═════ INPUT DATA ═════
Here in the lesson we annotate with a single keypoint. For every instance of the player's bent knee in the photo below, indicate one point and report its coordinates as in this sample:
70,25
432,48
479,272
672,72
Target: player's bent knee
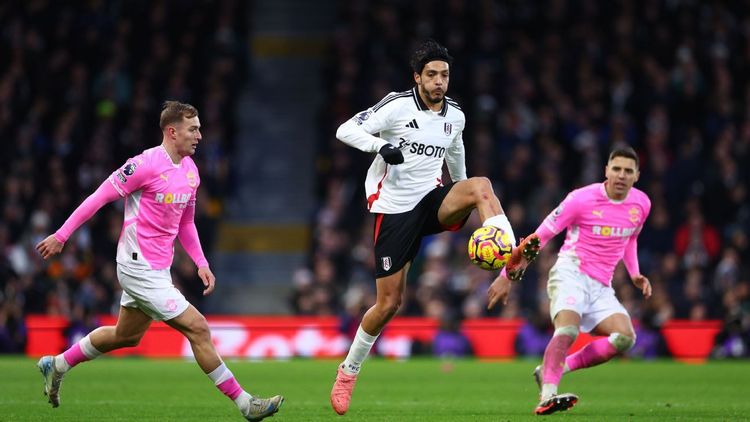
391,307
481,188
129,341
568,330
621,342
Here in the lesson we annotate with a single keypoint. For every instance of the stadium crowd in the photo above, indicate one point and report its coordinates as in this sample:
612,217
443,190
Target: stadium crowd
81,86
548,89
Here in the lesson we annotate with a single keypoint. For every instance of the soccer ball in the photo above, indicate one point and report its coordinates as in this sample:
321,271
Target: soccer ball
490,248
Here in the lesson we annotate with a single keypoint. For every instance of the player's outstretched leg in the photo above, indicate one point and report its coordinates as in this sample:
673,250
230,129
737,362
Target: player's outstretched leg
523,255
52,379
256,408
341,394
556,403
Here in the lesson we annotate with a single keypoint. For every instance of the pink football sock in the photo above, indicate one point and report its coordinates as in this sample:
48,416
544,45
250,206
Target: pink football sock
596,352
554,358
74,355
231,388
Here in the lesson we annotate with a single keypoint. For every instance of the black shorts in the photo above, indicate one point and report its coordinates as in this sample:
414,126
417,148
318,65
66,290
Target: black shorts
398,236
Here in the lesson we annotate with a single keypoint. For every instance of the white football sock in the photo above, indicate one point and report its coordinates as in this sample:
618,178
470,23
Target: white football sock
358,351
501,221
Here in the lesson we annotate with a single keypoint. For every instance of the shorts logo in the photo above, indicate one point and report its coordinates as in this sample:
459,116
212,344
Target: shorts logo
171,305
129,169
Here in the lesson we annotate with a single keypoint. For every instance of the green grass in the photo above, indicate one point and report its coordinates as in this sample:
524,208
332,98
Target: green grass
131,389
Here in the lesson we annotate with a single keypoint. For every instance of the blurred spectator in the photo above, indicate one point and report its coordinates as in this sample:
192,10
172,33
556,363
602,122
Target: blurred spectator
449,340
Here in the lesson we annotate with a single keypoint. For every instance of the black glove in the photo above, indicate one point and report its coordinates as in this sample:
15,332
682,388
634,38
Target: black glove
391,154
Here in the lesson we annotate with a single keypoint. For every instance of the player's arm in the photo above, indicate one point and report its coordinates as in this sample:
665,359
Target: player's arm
54,243
358,131
630,259
455,158
187,233
558,220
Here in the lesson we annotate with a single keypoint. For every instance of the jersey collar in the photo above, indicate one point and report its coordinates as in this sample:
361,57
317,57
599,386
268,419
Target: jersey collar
603,190
421,106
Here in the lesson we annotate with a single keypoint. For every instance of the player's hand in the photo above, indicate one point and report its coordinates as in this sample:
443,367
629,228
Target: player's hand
640,281
391,154
499,291
208,280
49,247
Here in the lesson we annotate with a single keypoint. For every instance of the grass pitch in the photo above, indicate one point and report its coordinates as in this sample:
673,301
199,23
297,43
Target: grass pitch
132,389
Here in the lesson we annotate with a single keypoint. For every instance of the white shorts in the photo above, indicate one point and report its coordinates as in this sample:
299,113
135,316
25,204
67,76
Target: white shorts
151,291
570,289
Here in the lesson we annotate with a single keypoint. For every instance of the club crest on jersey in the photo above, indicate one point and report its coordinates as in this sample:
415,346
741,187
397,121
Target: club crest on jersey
172,198
635,215
386,263
129,169
192,179
361,117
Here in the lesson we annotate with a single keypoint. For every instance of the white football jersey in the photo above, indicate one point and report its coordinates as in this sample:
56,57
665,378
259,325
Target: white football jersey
426,138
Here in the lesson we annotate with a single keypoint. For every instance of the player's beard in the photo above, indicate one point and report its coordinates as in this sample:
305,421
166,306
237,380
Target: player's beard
430,98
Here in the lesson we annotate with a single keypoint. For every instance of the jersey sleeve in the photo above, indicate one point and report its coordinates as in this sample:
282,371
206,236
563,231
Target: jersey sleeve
131,176
455,158
630,257
564,215
358,131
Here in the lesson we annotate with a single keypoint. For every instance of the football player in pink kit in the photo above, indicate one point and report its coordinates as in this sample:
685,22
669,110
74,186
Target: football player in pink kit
603,221
159,187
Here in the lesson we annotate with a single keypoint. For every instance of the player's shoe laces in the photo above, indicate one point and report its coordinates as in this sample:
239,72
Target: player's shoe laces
257,409
556,403
52,379
538,376
521,256
341,394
═════
- WRITTEN EXERCISE
Rewrite the lines above as a numbered list, skipping any blank lines and leaving out the pictures.

- RESPONSE TO THIS TASK
1. Here in the lesson we annotate with a single keypoint. For every instance of the player's bent knee in the photo below, indicate one point and report its coordinates as in this sample:
2. 70,25
3. 432,48
4. 479,272
5. 672,72
6. Target: player's bent knee
7. 391,307
8. 481,188
9. 129,341
10. 568,330
11. 621,342
12. Here in the lesson we annotate with a single keypoint. For every instance of the stadium crowd in the photo above, indicate one point and report its coordinates as in this sample:
13. 612,217
14. 443,190
15. Target: stadium crowd
16. 81,86
17. 548,89
18. Here in the lesson we annotate with a single keypoint. For every instance of the soccer ball in the photo above, indicate one point and report its coordinates as in this sample:
19. 321,271
20. Target: soccer ball
21. 490,248
22. Here in the lesson we annotate with a single keypoint. For every instance of the player's outstretched leg in the photo above, indicate one point and report its coordinates as in this sample:
23. 673,250
24. 230,129
25. 737,362
26. Target: player's outstretched leg
27. 523,255
28. 52,379
29. 256,408
30. 341,394
31. 556,403
32. Here in the lesson we annotate with a single keypoint. For every instance of the pink football sock in the photo above, indicate one point and report its coordinates as in this sample:
33. 48,416
34. 544,45
35. 250,206
36. Target: pink football sock
37. 596,352
38. 554,358
39. 74,355
40. 231,388
41. Here in the lesson we annotate with a single keypoint. For every instance of the black shorts in the photo above, indicate one point and report its coordinates as in this sample:
42. 414,126
43. 417,148
44. 318,65
45. 66,290
46. Target: black shorts
47. 398,236
48. Here in the lesson we annotate with a single keypoint. For every instance of the white football sock in the photo above, indicate one point and report its coordinates as in this sample:
49. 618,178
50. 470,23
51. Target: white football sock
52. 358,351
53. 501,221
54. Here in the lesson we annotate with a single keypoint. For every instance of the shorts logo in the photo above, indicate one point and report its coordinates as in this sample:
55. 459,116
56. 212,344
57. Target: shorts logo
58. 171,305
59. 129,169
60. Here in the lesson we annotate with a single keypoint. For every instance of the green grass in the photo above, indicate one point and report its coordinates as in this sample:
61. 524,208
62. 332,98
63. Target: green grass
64. 131,389
65. Here in the lesson we annotate with a single keypoint. For every instance of the blurred spectator in the photo above, indicate one point and report its coordinates as in this sample:
66. 192,10
67. 172,33
68. 556,363
69. 602,122
70. Target: blurred spectator
71. 449,340
72. Here in the lesson we annotate with a single keypoint. For every instance of the black glove in the photo above, indicate one point and report its coordinates as in this sample:
73. 15,332
74. 682,388
75. 634,38
76. Target: black glove
77. 391,154
78. Here in the lesson we annotate with a single keypoint. For every instance of the player's arm in the photo above, indicate one point and report its coordinates as in this sample:
79. 665,359
80. Target: player's arm
81. 54,243
82. 358,131
83. 630,259
84. 455,158
85. 187,233
86. 558,220
87. Here in the lesson we annotate with a single keypoint. For every instance of the jersey collar in the photo above, indicate one point and report its coordinates as in this sample:
88. 361,57
89. 317,57
90. 599,386
91. 268,419
92. Target: jersey collar
93. 603,190
94. 421,106
95. Here in the lesson we annotate with a single keypoint. For every instance of the player's hand in the photo above, indicate one point and report its coordinates as in this sample:
96. 443,367
97. 629,228
98. Target: player's hand
99. 640,281
100. 391,154
101. 499,291
102. 208,280
103. 49,247
104. Here in the lesson we annotate with a single keypoint. For every instance of the grass pitch in the photo above, indicate one point and report its coordinates as in this sample:
105. 673,301
106. 199,23
107. 297,43
108. Target: grass pitch
109. 132,389
110. Here in the lesson we annotate with a single keypoint. For every instance of the white shorts in the photo above, indicate one point and report its coordinates as in this sample:
111. 299,113
112. 135,316
113. 25,204
114. 67,76
115. Target: white shorts
116. 151,291
117. 570,289
118. Here in the lesson we annotate with a single keypoint. For every instance of the club crest on jersey in the photo above, indicate one point and report its coordinates as in this sample:
119. 415,346
120. 741,187
121. 397,121
122. Target: club crest on jersey
123. 172,198
124. 635,215
125. 386,263
126. 129,169
127. 192,179
128. 361,117
129. Here in the lesson we annotate with a single keypoint. For every instance of the white football jersey in the photo above, indicate one point and report its coordinates as in this sample:
130. 56,57
131. 665,378
132. 259,325
133. Target: white football jersey
134. 426,138
135. Here in the lesson we annotate with a single keypoint. For every instance of the player's beard in the photo above, indicate one point and report its coordinates as in this sample:
136. 305,421
137. 166,306
138. 237,380
139. Target: player's beard
140. 430,98
141. Here in the lesson we annotate with a single keypoint. For every instance of the jersey sleeve in the photo above, indicate one point and report its coordinates as in this sample:
142. 282,371
143. 206,236
144. 563,231
145. Target: jersey sleeve
146. 131,176
147. 455,158
148. 630,257
149. 564,215
150. 358,131
151. Here in the lesson we annotate with a single keypoint. For every instance of the football player in pink kit in the photo above, indicate one point and report its coordinates as in this sample:
152. 685,22
153. 669,110
154. 74,186
155. Target: football player in pink kit
156. 603,221
157. 159,187
158. Here in the lesson we annotate with a single keypoint. For every instance of the player's shoe laces in the photo above, indicate one point and report its coordinates as in this sample:
159. 239,72
160. Target: player's shoe laces
161. 257,409
162. 556,403
163. 52,379
164. 538,376
165. 521,256
166. 341,394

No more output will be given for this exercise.